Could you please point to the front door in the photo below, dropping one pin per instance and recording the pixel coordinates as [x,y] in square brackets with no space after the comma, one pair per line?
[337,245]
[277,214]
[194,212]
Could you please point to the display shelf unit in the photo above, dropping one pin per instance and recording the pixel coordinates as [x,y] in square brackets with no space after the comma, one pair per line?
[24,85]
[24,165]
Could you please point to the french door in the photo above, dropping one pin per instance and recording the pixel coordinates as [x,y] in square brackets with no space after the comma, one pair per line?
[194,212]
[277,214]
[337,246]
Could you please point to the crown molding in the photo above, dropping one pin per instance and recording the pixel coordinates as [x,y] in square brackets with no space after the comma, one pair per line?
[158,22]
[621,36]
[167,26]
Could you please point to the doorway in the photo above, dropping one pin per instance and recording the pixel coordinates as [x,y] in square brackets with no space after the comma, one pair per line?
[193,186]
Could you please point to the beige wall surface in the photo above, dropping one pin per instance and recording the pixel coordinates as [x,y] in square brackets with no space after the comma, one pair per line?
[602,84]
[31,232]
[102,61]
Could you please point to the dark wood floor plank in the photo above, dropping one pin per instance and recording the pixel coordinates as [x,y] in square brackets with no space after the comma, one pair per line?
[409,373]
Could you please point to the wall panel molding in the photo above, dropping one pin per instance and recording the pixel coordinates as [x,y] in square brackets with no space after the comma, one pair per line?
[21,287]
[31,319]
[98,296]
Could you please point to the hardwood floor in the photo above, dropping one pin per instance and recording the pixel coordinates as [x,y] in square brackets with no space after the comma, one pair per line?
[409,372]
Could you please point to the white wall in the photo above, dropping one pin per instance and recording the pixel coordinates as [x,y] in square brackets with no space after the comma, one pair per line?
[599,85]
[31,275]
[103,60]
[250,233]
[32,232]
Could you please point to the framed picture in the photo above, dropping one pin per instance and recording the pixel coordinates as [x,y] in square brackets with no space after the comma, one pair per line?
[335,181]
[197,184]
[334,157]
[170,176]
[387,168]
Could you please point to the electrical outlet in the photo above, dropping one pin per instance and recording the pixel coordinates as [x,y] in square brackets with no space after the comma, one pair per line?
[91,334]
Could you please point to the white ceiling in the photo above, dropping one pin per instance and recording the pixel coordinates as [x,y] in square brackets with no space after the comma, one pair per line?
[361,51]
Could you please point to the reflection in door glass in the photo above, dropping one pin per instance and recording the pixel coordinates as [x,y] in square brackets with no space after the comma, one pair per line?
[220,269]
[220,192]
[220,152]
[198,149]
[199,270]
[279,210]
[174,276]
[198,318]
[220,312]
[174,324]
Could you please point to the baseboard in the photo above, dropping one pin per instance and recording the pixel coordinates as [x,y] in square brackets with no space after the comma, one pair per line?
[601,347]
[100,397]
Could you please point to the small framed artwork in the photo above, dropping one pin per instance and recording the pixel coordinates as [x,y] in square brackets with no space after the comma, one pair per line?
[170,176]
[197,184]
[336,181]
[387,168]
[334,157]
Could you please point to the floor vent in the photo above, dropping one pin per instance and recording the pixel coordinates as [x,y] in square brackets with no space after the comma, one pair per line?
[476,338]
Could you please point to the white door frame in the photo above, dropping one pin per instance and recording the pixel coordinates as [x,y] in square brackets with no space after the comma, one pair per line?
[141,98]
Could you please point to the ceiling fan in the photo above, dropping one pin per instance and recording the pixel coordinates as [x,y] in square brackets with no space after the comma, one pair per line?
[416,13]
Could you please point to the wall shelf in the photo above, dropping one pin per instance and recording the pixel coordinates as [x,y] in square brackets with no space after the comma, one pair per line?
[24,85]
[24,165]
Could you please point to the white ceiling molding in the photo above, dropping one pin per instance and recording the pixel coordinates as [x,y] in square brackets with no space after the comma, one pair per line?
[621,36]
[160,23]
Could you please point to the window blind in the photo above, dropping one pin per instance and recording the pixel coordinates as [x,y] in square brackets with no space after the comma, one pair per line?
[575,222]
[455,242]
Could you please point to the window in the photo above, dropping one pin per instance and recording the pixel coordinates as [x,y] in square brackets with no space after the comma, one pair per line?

◆ Given instruction
Include both ends. Return the line holding "Could you please point to the white door" and all lines after it in the records above, exactly as written.

◆ Problem solution
Could you please point to the white door frame in the photo above, dropping one pin per instance and recording the pixel coordinates as [x,y] in square brackets with no space after the comma, one pair per line?
[141,98]
Could you please point to the ceiling fan in the photo above, dropping one pin per instance and recording the pixel coordinates as [x,y] in square brackets with no space after the comma, one pair per line?
[416,13]
Could you please point to the wall shelf in the photo above, dropping one pin per instance and recording the pixel coordinates as [x,y] in square brackets with no space after the comma, one pair per line?
[24,85]
[24,165]
Could you please point to the white ceiling molding in the photo above, dropping one pin per instance and recording the pixel coordinates as [x,y] in square brackets with no space after the comma, one pair per line?
[621,36]
[160,23]
Could you please point to the window blind in the photo above, dropping one pin per instance and recording the pixel coordinates as [x,y] in square brackets with no space after the comma, one pair per line?
[575,222]
[455,242]
Could you please point to the window in the photo above, dropping one pin per instance and recording the pixel coordinates as [x,y] in square brackets with no space after the comma, one pair per line?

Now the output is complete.